Photo-based referring expression data:
Content starts
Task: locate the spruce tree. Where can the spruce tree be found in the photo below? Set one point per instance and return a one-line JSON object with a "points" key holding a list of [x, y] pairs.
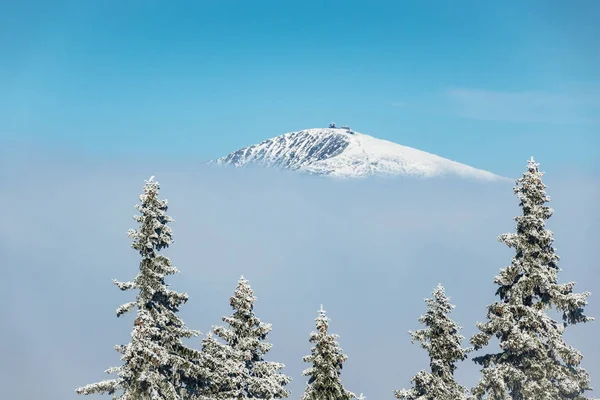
{"points": [[156, 364], [238, 366], [534, 361], [442, 341], [326, 358]]}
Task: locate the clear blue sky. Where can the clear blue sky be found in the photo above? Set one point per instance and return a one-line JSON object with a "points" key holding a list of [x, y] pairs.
{"points": [[487, 83]]}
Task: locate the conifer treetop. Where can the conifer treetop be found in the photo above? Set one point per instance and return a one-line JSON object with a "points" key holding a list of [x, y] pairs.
{"points": [[534, 360], [250, 375], [326, 358], [442, 341], [155, 363]]}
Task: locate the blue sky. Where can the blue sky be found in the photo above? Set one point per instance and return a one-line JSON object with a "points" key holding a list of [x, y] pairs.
{"points": [[487, 83]]}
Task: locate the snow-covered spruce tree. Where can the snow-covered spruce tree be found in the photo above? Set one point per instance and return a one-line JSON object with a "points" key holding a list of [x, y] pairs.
{"points": [[238, 368], [442, 341], [534, 361], [326, 358], [156, 364]]}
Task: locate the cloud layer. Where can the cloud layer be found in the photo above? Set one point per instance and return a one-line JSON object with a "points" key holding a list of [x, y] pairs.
{"points": [[370, 251]]}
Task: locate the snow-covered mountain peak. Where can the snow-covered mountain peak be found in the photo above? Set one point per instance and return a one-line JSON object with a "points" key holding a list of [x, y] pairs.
{"points": [[341, 152]]}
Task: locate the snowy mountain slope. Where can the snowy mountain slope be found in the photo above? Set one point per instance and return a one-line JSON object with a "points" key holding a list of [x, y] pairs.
{"points": [[338, 152]]}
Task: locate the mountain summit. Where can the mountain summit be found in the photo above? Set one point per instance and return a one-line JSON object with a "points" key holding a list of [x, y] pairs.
{"points": [[341, 152]]}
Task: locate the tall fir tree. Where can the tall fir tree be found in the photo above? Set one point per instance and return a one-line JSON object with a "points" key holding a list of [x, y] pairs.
{"points": [[534, 361], [156, 363], [442, 341], [238, 368], [326, 358]]}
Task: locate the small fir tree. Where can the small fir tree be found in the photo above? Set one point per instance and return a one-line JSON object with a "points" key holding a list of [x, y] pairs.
{"points": [[442, 341], [238, 366], [326, 358], [156, 364], [534, 361]]}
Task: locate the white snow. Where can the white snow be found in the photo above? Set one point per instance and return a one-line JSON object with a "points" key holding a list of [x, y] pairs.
{"points": [[335, 152]]}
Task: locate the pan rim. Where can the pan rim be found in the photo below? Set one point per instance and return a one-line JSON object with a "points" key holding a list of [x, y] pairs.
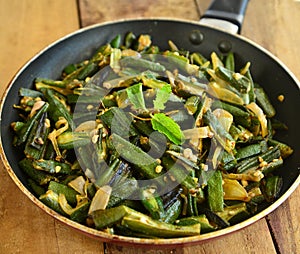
{"points": [[124, 239]]}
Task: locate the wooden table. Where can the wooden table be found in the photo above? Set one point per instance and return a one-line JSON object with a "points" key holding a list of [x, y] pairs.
{"points": [[26, 26]]}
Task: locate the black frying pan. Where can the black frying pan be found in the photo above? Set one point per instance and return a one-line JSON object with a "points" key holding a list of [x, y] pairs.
{"points": [[268, 71]]}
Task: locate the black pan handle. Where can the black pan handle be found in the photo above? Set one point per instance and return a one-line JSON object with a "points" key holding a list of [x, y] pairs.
{"points": [[227, 10]]}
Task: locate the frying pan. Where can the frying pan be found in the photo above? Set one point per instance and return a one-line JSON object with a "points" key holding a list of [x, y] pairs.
{"points": [[266, 69]]}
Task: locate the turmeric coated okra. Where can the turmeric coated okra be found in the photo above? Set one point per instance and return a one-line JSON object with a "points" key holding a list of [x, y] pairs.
{"points": [[149, 142]]}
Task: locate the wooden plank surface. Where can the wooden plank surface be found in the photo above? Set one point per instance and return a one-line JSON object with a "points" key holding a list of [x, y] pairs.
{"points": [[27, 26]]}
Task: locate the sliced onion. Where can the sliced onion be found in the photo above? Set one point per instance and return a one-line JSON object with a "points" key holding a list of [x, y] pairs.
{"points": [[261, 117], [101, 198], [224, 117], [200, 132]]}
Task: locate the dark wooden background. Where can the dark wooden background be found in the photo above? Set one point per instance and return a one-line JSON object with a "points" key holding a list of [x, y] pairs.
{"points": [[26, 26]]}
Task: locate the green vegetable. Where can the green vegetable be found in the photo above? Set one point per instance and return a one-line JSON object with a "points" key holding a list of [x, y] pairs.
{"points": [[161, 144], [165, 125]]}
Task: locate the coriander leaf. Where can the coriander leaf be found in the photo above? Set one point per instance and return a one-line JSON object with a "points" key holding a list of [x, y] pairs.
{"points": [[136, 97], [167, 126], [162, 96]]}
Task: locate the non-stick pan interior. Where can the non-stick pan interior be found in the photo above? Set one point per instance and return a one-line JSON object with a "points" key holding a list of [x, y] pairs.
{"points": [[266, 71]]}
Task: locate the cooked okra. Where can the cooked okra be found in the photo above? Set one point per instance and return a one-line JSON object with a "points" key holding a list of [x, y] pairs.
{"points": [[151, 142]]}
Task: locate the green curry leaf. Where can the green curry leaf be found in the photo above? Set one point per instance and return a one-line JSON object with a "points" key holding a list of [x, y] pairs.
{"points": [[162, 96], [167, 126], [136, 97]]}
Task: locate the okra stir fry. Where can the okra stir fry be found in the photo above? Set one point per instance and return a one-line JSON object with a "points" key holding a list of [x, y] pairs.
{"points": [[144, 142]]}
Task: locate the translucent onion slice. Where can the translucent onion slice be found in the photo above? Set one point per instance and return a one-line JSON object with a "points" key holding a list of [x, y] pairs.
{"points": [[261, 117]]}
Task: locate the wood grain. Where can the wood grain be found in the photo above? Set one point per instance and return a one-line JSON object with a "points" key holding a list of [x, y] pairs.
{"points": [[29, 25]]}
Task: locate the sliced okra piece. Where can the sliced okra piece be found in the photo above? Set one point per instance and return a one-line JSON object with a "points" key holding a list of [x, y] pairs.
Content ends
## AIM OF THE EXERCISE
Word for word, give the entries back in full; the pictures do not belong in the copy.

## TASK OUTPUT
Task: locate the spruce tree. Where can the spruce tree be found in the photo below? Set one point per instance and return a one-line JSON object with a "points" key holding a list of [x, y] pairs.
{"points": [[156, 364], [238, 366], [534, 361], [442, 341], [326, 358]]}
Task: locate the clear blue sky. Where can the clear blue sky be found in the photo above? Set one point per instance and return a one-line JSON object with a "points" key holding a list of [x, y] pairs.
{"points": [[487, 83]]}
Task: locate the conifer treetop. Where can the conifer treetop be found in the photo above? Set one point per instance and return a one-line JSON object with a "points" key holding a list of [x, y] pairs.
{"points": [[534, 360], [250, 375], [326, 358], [442, 341], [155, 363]]}
Task: locate the blue sky. Where can the blue sky be found in the photo above? Set one point per instance and return a one-line JSON object with a "points" key holding a list of [x, y] pairs.
{"points": [[487, 83]]}
Task: locate the snow-covered spruce tree. Where can the snow-covered spruce tree be found in the photo above? Set one point per instance and return a one-line JSON object with a "points" key holding a list of [x, y] pairs.
{"points": [[238, 368], [442, 341], [534, 361], [326, 358], [156, 364]]}
Task: locate the cloud layer. Where can the cloud layer be found in the photo above? Set one point per instance and return a one-line JSON object with a "points" key holding a list of [x, y] pairs.
{"points": [[370, 251]]}
Task: locate the snow-covered mountain peak. Where can the snow-covered mountain peak be found in the photo above? Set one point per instance and return a one-line JSON object with a "points" key holding a list of [x, y] pairs.
{"points": [[341, 152]]}
Task: locate the snowy mountain slope. Where can the snowy mountain slope be found in the photo above? Set one point per instance and return a one-line JSON object with a "points" key holding a list of [x, y] pairs.
{"points": [[338, 152]]}
Task: locate the mountain summit. Where can the mountain summit be found in the photo above? Set one point per instance and return a one-line JSON object with a "points" key holding a list of [x, y] pairs.
{"points": [[341, 152]]}
Task: locate the tall fir tree. Where can the tall fir tree be found in the photo above? Set one point per instance and return a one-line JSON object with a "points" key holding a list of [x, y] pairs.
{"points": [[534, 361], [156, 363], [442, 341], [238, 368], [326, 358]]}
Task: locate the small fir tree. Where can the small fir tree be found in the photo above? Set one point per instance and return a one-line JSON object with a "points" key holding a list of [x, y] pairs.
{"points": [[442, 341], [238, 366], [326, 358], [156, 364], [534, 361]]}
Task: locate the white snow. Where can the white snow be found in the photo above? Set one point per instance and return a one-line JSON object with a "points" key holding a list of [x, y] pairs.
{"points": [[335, 152]]}
Task: locate the pan rim. Where can the pan rim be found in the photo below? Set one point per instance and return a one-line JSON object with a "points" key holding a list of [x, y] pairs.
{"points": [[124, 239]]}
Task: locate the wooden table. Where can the wooden table be found in the photo above? Set one point per instance and return a one-line JSON object with a "points" key holding a list of [x, y] pairs.
{"points": [[26, 26]]}
Task: locate the black frying pan. Where can the black frying pan be found in the photo above? Set one point per instance and return a one-line JSON object with a "points" key holding a list of [x, y] pairs.
{"points": [[268, 71]]}
Task: locate the black pan handle. Where can the black pan handle be found in the photo above? Set one point per instance and return a one-line JSON object with a "points" key holding a list of [x, y] pairs.
{"points": [[227, 10]]}
Task: locate the frying pan. Where can the frying pan be found in the photo above? Set one point per instance and return a one-line JSON object with a "points" key holding a list of [x, y] pairs.
{"points": [[266, 69]]}
Task: locate the turmeric coated okra. Where can the turmeric coated okra be found in the photo above? Set one point per instance and return a one-line JSON object with a "points" key holding a list of [x, y] pairs.
{"points": [[149, 142]]}
Task: locate the wooden plank surface. Where can the wooden plank surface be found in the photo above? Set one point per instance and return a one-line JSON object with a "points" key holding a list of [x, y] pairs.
{"points": [[27, 26]]}
Task: locate the sliced onion. Where can the sliced onion be found in the photo above? Set one point per instance and return a one-line JSON object with a "points" key holding a list of [x, y] pairs.
{"points": [[261, 117], [101, 198], [224, 117], [200, 132]]}
Task: locate the dark wooden background. Where can the dark wooden background be found in the photo above? Set one point per instance and return a one-line JSON object with a "points" key holding a list of [x, y] pairs.
{"points": [[26, 26]]}
Task: locate the green vegetable. Where can the green vegetable be found in the photo above? Set one point per instance and return a one-line JSON object with a "points" key holding a list of [x, y] pairs.
{"points": [[161, 144], [165, 125]]}
Task: locate the coriander leaf. Where can the coriander leaf be found in the photo above? Set one point per instance and return a one-line JSON object with a "points" key holding a list of [x, y] pairs.
{"points": [[136, 97], [167, 126], [162, 96]]}
Task: locate the non-stick pan interior. Where can the non-stick pan interior be found in the photo above? Set one point per instance and return a one-line JSON object with a "points" key holding a list of [x, y] pairs.
{"points": [[266, 71]]}
Task: locate the cooked okra. Where can the cooked okra be found in the photo above? Set one point per instance and return a one-line JSON object with a "points" key holding a list of [x, y] pairs.
{"points": [[151, 142]]}
Task: locate the green curry leaf. Where can the green curry leaf be found in the photo above? Set one point per instance and return a one-line JSON object with a "points" key holding a list of [x, y] pairs.
{"points": [[162, 96], [167, 126], [136, 97]]}
Task: locate the okra stir fry. Where can the okra stir fry be found in the photo above? Set one point per instance and return a one-line JSON object with a "points" key holding a list of [x, y] pairs.
{"points": [[144, 142]]}
Task: locate the translucent onion slice. Where can the translucent onion slice be found in the photo above? Set one point per instance and return a one-line JSON object with a "points" key holding a list of [x, y] pairs.
{"points": [[261, 117]]}
Task: locate the wood grain. Where can the wood grain be found in the photo above? Set one point per instance and return a one-line JSON object with a "points" key holding a list of [x, y] pairs.
{"points": [[29, 25]]}
Task: locate the sliced okra piece. Where can the sliced okra piece be found in the photo above? Set one point per instance and return a one-line JSON object with a "points" key holding a list of [x, y] pairs.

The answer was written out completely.